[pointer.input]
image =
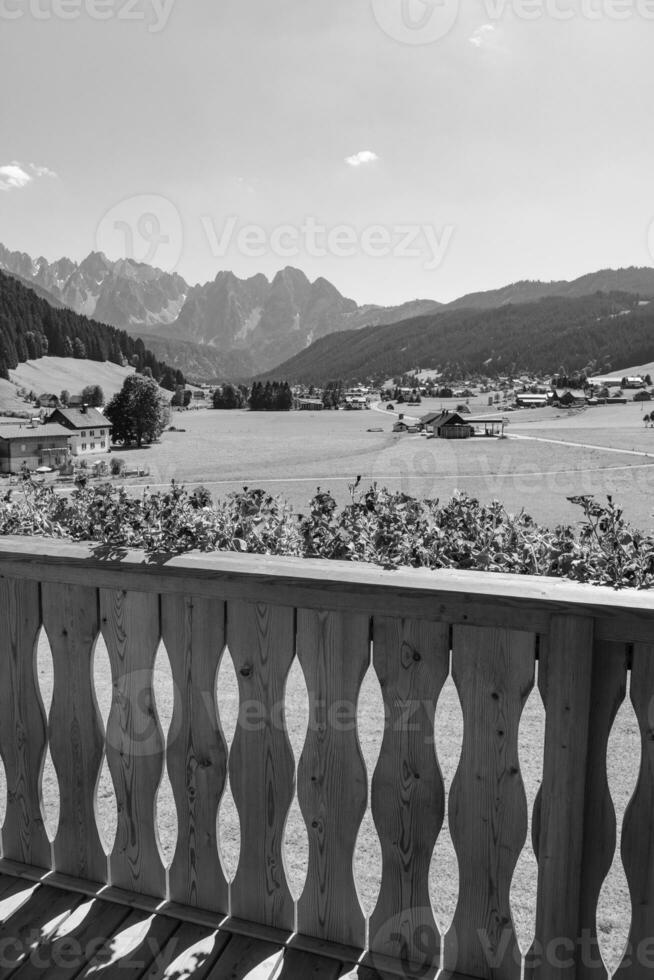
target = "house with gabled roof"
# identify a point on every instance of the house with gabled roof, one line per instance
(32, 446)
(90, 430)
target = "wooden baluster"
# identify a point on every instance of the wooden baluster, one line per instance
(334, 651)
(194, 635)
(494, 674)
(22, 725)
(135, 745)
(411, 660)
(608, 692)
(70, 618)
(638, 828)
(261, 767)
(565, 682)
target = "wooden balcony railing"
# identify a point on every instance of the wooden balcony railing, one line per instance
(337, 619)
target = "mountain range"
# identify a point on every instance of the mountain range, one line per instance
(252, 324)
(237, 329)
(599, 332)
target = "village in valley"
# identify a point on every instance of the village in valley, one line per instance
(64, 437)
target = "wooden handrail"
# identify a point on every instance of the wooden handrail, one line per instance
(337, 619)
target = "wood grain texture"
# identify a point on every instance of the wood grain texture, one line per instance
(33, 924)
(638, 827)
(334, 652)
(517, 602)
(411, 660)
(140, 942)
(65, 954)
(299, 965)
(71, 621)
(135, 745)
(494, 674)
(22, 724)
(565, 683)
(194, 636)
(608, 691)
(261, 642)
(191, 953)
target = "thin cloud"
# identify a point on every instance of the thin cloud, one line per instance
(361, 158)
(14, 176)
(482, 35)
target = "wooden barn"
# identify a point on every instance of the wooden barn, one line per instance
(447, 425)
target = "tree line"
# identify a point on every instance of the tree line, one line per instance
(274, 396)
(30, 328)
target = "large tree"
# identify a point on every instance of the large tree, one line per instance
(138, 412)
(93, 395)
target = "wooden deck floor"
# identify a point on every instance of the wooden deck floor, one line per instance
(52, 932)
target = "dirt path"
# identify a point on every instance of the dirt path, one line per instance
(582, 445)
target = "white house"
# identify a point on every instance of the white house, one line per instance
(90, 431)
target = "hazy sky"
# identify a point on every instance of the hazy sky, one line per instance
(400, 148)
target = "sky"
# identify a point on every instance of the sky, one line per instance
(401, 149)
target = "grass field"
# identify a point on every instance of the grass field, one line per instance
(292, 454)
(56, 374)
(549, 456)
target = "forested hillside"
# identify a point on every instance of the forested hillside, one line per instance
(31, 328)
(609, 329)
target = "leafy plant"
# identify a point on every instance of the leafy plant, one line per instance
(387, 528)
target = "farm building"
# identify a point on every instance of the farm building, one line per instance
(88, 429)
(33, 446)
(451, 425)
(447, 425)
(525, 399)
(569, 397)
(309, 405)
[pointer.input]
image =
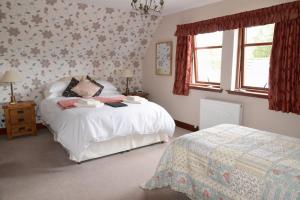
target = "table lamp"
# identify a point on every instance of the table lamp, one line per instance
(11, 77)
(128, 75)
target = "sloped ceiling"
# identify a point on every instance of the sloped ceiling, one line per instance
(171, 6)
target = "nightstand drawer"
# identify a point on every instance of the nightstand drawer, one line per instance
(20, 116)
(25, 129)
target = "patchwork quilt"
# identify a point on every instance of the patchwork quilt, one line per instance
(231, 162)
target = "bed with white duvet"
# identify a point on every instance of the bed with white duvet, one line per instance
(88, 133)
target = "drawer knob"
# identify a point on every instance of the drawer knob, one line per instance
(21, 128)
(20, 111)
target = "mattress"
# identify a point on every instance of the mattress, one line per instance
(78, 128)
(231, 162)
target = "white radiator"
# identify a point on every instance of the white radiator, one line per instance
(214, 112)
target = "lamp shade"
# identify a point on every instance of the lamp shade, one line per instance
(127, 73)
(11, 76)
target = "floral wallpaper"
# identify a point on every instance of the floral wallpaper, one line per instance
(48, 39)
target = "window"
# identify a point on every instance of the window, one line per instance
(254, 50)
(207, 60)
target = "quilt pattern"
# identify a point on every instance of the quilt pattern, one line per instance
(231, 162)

^^^^

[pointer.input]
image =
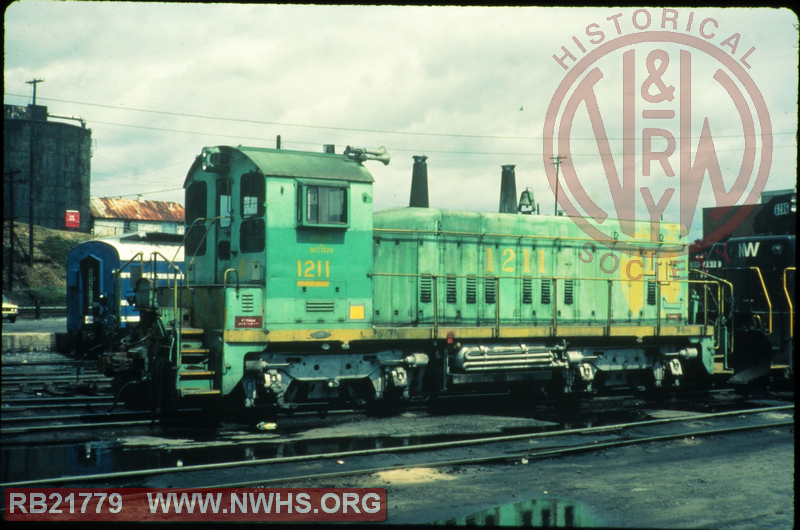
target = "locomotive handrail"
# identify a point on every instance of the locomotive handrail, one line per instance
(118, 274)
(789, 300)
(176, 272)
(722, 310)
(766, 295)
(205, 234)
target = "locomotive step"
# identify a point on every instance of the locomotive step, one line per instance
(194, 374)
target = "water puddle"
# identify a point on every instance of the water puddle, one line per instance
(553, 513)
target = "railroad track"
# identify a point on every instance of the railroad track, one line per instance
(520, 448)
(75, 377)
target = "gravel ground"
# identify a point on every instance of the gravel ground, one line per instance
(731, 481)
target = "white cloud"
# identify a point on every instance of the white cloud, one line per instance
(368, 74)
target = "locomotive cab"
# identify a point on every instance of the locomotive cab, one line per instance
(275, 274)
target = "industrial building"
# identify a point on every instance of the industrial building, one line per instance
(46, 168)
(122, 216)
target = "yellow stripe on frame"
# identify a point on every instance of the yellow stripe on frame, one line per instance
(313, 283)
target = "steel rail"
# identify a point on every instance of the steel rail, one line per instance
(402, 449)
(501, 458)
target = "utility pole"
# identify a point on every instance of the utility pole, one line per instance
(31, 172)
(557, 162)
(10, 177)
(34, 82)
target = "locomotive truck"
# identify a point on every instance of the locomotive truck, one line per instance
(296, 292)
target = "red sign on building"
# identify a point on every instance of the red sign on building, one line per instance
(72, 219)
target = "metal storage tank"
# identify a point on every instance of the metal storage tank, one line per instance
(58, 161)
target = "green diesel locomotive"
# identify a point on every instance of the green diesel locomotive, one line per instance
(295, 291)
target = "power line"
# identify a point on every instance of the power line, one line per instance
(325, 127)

^^^^

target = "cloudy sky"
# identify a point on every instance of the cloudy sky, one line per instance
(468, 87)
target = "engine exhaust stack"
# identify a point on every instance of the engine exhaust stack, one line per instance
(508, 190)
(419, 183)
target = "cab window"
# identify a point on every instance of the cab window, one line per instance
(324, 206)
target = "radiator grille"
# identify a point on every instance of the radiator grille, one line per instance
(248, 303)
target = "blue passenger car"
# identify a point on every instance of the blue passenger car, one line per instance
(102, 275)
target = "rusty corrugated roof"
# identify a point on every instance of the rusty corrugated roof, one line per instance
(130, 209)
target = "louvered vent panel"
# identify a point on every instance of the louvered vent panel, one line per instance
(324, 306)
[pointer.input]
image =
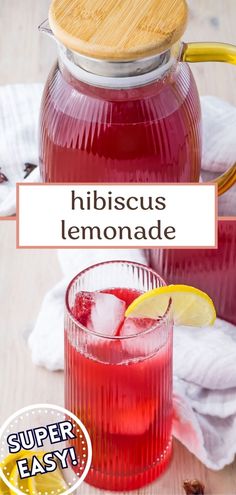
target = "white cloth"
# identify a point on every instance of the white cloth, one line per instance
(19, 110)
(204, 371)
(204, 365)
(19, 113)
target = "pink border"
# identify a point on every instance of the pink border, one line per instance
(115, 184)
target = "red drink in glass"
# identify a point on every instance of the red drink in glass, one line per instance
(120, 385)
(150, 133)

^^^^

### TASK REQUIREMENTS
Please collect each line in the listing that contains the string "sign", treating uppercase and lowercase as different.

### WRITTEN REPLY
target = "red sign on building"
# identify a point on every instance of the red sign on building, one line per instance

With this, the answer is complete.